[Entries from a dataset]
◇ ◇ ◇ ◇ ◇
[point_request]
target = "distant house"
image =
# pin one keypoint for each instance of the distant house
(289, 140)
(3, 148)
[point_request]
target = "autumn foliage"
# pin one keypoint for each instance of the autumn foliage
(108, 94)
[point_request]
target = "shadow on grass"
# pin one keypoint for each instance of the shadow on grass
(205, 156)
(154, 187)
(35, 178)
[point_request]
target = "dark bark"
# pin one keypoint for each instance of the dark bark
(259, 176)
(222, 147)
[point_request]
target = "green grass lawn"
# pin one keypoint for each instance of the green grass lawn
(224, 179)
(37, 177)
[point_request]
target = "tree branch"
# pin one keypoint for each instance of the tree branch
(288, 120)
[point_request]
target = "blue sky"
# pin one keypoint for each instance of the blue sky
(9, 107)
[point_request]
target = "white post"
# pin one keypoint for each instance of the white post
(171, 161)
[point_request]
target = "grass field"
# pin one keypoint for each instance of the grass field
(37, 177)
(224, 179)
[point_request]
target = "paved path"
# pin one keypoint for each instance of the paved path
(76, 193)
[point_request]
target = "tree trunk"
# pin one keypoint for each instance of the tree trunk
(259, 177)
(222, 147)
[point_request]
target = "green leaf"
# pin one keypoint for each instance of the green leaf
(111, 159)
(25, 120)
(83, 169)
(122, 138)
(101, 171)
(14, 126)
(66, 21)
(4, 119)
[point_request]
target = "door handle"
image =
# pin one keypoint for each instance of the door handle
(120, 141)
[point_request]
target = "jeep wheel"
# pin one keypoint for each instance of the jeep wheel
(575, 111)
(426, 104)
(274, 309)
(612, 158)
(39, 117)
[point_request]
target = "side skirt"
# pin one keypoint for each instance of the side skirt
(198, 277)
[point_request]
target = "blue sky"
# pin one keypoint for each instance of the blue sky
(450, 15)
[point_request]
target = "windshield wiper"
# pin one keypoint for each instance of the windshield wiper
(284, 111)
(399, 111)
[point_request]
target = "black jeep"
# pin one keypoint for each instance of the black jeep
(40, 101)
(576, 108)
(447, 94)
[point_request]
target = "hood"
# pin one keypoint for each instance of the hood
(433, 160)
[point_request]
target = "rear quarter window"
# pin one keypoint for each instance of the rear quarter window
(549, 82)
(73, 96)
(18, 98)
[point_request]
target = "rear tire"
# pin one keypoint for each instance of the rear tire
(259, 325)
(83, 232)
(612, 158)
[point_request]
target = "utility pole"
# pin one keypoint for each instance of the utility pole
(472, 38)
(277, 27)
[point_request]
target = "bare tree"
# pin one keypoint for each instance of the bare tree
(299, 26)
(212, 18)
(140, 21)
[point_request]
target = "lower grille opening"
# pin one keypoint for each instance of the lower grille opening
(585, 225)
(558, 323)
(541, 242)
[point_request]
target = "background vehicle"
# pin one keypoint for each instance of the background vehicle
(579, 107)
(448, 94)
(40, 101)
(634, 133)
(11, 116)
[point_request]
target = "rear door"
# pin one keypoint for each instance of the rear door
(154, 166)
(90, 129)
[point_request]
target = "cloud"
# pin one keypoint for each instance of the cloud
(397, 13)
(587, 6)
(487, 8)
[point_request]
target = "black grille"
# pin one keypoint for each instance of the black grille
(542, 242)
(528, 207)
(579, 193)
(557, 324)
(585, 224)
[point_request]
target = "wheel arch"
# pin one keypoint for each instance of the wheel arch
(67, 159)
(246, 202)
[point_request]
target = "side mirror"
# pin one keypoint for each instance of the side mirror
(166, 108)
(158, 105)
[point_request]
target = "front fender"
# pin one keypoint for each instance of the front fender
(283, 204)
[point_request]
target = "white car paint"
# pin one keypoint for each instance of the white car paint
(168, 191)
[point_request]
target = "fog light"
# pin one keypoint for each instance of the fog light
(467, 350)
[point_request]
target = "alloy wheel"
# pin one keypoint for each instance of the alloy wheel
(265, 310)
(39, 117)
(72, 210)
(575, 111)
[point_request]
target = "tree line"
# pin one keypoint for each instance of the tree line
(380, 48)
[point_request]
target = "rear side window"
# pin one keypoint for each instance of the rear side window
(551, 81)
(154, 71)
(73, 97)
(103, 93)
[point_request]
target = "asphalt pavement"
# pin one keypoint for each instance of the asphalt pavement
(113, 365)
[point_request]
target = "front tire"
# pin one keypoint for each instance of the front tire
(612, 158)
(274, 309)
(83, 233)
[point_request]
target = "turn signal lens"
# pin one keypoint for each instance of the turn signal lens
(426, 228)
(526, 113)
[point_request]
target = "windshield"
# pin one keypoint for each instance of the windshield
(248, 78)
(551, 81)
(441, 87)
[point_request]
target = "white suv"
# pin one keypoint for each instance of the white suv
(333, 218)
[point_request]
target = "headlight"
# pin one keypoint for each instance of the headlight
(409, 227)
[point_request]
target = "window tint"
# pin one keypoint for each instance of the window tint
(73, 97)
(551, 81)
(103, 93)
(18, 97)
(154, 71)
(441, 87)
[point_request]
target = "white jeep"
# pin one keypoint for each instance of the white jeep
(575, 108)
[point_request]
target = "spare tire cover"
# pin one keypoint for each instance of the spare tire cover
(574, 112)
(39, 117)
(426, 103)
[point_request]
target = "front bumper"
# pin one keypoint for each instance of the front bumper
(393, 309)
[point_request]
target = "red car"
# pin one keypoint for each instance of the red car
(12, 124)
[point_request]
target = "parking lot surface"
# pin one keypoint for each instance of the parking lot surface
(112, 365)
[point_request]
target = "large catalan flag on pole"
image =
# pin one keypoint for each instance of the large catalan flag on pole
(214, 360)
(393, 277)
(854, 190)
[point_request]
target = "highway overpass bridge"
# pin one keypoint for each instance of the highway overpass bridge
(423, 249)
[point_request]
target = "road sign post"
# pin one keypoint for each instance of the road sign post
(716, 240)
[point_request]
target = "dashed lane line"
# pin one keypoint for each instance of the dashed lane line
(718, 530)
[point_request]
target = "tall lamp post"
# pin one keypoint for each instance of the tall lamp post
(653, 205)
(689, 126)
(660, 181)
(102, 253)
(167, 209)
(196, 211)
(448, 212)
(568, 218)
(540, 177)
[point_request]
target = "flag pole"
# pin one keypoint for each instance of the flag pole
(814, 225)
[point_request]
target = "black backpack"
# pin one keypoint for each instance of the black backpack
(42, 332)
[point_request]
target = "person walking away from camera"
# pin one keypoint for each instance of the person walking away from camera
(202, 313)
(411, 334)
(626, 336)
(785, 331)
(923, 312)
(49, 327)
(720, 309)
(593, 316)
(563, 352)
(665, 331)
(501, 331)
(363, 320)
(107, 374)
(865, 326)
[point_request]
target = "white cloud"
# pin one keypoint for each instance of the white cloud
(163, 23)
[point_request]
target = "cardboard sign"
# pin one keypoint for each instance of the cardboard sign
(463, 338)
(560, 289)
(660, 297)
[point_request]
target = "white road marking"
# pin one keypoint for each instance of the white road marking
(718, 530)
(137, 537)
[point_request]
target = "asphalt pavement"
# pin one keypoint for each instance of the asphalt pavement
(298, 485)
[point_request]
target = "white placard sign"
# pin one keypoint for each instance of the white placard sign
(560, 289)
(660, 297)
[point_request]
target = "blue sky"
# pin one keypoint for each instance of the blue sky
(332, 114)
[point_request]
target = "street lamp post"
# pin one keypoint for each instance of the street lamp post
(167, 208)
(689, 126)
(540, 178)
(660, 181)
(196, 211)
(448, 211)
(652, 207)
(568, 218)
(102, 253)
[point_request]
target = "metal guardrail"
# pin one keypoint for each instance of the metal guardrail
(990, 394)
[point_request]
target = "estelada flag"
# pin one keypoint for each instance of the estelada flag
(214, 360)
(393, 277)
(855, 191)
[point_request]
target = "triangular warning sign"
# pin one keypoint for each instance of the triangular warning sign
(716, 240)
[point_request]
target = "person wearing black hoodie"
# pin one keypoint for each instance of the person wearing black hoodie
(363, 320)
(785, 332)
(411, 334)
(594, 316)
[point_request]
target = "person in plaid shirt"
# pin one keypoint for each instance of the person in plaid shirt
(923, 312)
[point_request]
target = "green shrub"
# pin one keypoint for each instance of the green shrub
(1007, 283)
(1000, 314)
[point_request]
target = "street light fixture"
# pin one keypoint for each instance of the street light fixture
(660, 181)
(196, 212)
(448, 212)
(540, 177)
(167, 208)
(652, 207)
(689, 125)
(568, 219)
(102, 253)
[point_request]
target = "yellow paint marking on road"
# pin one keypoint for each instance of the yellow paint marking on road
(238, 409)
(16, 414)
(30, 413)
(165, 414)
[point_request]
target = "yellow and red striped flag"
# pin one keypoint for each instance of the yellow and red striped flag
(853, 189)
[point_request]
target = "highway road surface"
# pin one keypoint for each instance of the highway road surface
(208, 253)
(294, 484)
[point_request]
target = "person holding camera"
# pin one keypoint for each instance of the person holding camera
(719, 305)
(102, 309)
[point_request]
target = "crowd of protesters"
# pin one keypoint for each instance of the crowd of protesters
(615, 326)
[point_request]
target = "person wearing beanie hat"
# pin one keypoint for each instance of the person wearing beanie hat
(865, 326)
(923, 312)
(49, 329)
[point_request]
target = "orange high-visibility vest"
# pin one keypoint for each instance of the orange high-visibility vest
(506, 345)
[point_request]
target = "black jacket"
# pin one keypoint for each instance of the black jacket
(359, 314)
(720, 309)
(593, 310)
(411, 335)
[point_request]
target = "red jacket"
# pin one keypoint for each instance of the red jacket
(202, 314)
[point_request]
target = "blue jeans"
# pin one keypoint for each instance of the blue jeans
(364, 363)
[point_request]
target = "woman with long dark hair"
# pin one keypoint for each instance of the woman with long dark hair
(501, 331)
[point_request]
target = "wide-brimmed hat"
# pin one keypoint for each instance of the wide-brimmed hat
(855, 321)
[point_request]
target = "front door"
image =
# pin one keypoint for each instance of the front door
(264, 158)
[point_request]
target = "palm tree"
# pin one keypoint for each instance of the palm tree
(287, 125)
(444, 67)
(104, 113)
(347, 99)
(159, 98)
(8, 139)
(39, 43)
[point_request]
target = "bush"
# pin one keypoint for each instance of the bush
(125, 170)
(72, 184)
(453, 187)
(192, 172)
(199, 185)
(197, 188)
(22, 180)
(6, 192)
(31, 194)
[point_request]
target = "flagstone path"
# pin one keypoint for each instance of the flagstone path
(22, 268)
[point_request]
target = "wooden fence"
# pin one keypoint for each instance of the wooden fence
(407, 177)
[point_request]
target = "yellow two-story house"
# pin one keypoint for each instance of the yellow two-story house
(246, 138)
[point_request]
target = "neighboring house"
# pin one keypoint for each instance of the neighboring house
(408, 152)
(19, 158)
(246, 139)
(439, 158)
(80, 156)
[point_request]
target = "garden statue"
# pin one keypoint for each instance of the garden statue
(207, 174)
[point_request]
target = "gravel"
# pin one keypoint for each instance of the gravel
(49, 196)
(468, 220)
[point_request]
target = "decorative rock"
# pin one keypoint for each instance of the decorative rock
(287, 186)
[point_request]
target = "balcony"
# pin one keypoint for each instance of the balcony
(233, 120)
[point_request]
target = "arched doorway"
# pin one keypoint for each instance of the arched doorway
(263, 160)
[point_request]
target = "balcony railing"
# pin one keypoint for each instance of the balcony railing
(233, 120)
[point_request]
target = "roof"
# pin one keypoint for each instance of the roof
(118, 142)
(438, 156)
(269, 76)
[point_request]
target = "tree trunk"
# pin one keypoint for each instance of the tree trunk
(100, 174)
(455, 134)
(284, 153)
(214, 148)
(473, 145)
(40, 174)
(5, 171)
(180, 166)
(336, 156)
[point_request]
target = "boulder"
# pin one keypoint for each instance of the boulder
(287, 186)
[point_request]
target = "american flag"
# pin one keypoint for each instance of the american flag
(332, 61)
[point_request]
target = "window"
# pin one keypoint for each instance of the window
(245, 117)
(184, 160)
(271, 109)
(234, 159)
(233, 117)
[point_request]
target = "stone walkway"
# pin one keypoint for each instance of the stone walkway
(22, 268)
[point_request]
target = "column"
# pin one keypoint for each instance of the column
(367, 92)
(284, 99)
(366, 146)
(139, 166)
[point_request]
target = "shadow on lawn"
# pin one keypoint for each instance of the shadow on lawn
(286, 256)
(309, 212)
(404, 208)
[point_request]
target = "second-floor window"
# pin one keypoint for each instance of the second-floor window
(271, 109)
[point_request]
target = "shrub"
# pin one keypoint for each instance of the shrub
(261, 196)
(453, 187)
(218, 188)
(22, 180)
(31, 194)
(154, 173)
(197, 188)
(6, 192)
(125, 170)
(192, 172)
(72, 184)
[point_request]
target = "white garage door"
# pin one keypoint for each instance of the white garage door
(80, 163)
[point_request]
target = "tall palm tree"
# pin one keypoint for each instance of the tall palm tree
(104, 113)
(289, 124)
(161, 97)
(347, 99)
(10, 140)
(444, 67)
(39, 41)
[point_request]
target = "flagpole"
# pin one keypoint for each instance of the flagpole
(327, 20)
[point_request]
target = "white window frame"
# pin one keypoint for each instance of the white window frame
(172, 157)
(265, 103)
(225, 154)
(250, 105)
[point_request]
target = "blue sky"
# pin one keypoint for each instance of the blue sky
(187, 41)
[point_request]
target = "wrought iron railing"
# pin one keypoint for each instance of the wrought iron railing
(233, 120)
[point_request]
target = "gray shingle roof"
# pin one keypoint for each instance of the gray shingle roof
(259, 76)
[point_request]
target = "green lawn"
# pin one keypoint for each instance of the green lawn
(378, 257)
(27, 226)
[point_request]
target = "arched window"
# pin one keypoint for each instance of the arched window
◇ ◇ ◇ ◇ ◇
How many lines in the entries above contain the word "overpass"? Case counts, so match it letter for letter. Give only the number.

### [OUTPUT FOR THIS TASK]
2